Start of Text block
The need for more detailed investigation is apparent from an apparently paradoxical observation: certain studies have found fewer [2, 8, 35] or similar levels of comorbidities [17] recorded for patients admitted at the weekend than for patients admitted during the week, even though some of these studies’ findings suggested that patients admitted at the weekend were sicker than those admitted during the week [8, 17]. To shed light on the issue, in this paper, we studied patients with a confirmed history of certain long-term health conditions, and tested empirically whether the likelihood of these conditions being recorded in administrative data differed depending on whether the admission occurred at the weekend or during the week. Our focus was on the conditions that feature in the Charlson and Elixhauser indices, since those commonly feature in the risk adjustment methods used to estimate the weekend effect from administrative data [2, 6,7,8,9, 13, 16]. By virtue of being included in these indices, the conditions are predictive of mortality following hospital admission, often being prevalent amongst the admitted population and having high associated mortality rates [21, 22]. We limited our study to long-term conditions that are very unlikely to be resolved between hospital visits. Therefore once recorded in the hospital data for a patient, these conditions should remain present and be recorded at subsequent hospital admissions.

Methods

Data set

We had access to data on inpatient admissions in England between 1 April 2009 and 31 March 2013 from Hospital Episode Statistics (HES), a national database containing administrative data from all NHS hospitals in England. Diagnoses are coded in the database using International Classification of Diseases, 10th Revision (ICD-10) codes. Within the data set, admissions are defined as a patient’s period of care within one hospital. If during the hospital stay a patient is under the care of multiple consultants, the admission will consist of several ‘finished consultant episodes’. Current guidance on clinical coding in England states that all clinically relevant conditions must always be coded for any inpatient episode in the administrative data [36]. Within HES inpatient records there are 20 diagnosis fields, the first of which documents the primary diagnosis, i.e. the main reason for the admission (primary diagnosis field), while the subsequent fields are used for recording comorbidities and complications (secondary diagnosis fields) [37]. As there is no ‘present on admission’ flag in the HES database, it is not possible to differentiate between conditions present on admission and complications that develop during the hospital stay.
End of Text block
Start of Extracted records
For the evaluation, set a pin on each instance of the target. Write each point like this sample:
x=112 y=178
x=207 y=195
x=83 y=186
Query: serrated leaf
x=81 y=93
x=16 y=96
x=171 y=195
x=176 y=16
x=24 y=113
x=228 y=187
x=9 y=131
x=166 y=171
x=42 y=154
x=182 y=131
End of Extracted records
Pick up the text on weekend admissions and recorded comorbidities where it stops, and carry it on from there. The lines have no connection to the text about comorbidity recording for weekend hospital admissions.

Response for this exercise
Inclusion and exclusion criteria

Consistent with other studies of the weekend effect, we restricted our study to emergency admissions, [13, 17, 35, 38,39,40] which are those that occur through the emergency department or via direct, urgent referrals from a general practitioner or other health professional. We further limited our analysis to admissions at acute non-specialist hospital trusts (a trust can comprise several hospitals), again consistent with many other studies in this area [8, 16, 35, 38]. We excluded emergency admissions that were transfers from another hospital, as in those cases the quality of coding might reflect the practices of several hospitals.

We included patients aged 18 or over, since the Charlson and Elixhauser indices were designed for use in adults [21,22,23]. We imposed a maximum age of 110, as some trusts code missing dates of birth as 1 January 1900 or 1 January 1901. Finally, we excluded private patients in NHS hospitals, and patients with sex or age missing in Hospital Episode Statistics. This meant that patients with human immunodeficiency virus were removed from our data set, since in those cases Hospital Episode Statistics do not contain date of birth [41].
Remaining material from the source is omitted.